#### Extrait fourni ####
Publié il y a 47 min - Mise à jour le 24.11.2025 - Stéphanie Marin - 6 min  - vu 81 fois

FAIT DU SOIR Guilaine Londez : itinéraire d’une comédienne, de Saint-Gilles au grand écran

Tout un week-end sera consacré à l'actrice saint-gilloise, Guilaine Londez.

- ©FRANCK CASTEL/MAXPPP

La comédienne, Guilaine Londez, sera mise à l'honneur ce week-end dans sa ville natale. Fille de commerçants spécialisés dans la vente de chaussures, cette Saint-Gilloise s’est construit une carrière au cinéma, à la télévision et au théâtre. Un rêve qu’elle a poursuivi avec ténacité, malgré les obstacles rencontrés en chemin.

Guilaine Londez, 60 ans, est une figure bien connue du cinéma français. "Je ne m'appelle pas Catherine Deneuve ou Isabelle Huppert ! Je ne suis pas une vedette, mais je suis quand même dans le paysage, et je peux le constater tous les jours...", avait-t-elle confié à nos confrères d'AlloCiné, en 2022. Des mots qui reflètent la relation délicate et sincère qu'elle entretient avec le public. Elle la raconte avec douceur, tout en témoignant de la ténacité dont elle a dû faire preuve pour accéder aux plateaux de tournage et, au-delà, pour s’imposer durablement.
####
Selon l'article consacré à Guilaine Londez, quel métier exerçaient ses parents ?
#### Données recueillies ####
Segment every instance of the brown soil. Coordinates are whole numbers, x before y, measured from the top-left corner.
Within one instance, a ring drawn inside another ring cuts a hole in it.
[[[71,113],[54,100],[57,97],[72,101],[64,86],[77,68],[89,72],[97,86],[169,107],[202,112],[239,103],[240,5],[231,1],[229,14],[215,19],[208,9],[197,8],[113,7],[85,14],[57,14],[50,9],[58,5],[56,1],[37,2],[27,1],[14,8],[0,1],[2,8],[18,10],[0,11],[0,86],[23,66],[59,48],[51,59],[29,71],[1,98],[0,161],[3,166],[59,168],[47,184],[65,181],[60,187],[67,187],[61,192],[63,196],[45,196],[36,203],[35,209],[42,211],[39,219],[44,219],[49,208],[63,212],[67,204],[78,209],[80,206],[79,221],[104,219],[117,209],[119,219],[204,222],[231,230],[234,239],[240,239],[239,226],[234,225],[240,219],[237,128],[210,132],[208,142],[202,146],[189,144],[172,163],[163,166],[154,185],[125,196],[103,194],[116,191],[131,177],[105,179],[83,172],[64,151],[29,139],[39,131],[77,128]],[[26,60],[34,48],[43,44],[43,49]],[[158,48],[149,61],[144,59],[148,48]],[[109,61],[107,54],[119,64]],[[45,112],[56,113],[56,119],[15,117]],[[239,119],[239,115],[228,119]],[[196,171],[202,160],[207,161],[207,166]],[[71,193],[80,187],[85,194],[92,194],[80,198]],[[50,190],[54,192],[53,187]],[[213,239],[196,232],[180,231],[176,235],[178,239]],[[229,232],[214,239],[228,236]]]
####
■ **Corrigé**:
Ils étaient commerçants, spécialisés dans la vente de chaussures.